What you need to do: Which lines run from the one containing "Dear assistant, the user would like the baseball" to the last line of the entries? Return them exactly, with nothing more.

Records to process:

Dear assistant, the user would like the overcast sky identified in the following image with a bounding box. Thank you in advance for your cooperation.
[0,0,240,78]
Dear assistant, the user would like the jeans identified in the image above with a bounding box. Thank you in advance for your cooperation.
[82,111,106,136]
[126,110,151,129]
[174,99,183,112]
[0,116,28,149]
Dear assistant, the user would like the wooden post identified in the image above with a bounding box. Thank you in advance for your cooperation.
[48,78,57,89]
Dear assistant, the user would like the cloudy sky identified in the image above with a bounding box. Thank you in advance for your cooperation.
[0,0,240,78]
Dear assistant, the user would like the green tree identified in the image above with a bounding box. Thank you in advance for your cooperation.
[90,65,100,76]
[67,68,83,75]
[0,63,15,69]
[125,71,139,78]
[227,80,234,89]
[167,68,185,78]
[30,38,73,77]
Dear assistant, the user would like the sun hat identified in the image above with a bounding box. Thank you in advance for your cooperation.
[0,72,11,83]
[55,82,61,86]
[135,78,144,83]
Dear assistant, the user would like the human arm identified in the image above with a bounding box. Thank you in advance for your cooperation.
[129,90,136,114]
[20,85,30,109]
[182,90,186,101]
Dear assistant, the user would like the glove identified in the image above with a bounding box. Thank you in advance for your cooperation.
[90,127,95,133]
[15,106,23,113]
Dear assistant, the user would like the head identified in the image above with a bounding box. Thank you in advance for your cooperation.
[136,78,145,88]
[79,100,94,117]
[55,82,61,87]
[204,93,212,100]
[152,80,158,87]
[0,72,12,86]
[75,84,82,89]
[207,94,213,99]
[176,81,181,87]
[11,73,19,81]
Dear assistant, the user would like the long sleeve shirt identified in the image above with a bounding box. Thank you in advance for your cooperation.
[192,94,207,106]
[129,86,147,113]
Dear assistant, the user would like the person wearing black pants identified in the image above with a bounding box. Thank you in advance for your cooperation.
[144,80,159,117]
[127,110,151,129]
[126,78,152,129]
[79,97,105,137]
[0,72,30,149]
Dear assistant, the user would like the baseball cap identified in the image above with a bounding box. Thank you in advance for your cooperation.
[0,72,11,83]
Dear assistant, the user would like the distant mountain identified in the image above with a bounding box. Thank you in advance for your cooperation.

Task output:
Dear assistant, the user would like the baseball cap identified in the image above with a bounding box. Thank you in advance for your cooperation.
[0,72,11,83]
Dear assistant, the user would like the distant mountain identified in the image above with a bounding box. Thank you in advance for your cooperation.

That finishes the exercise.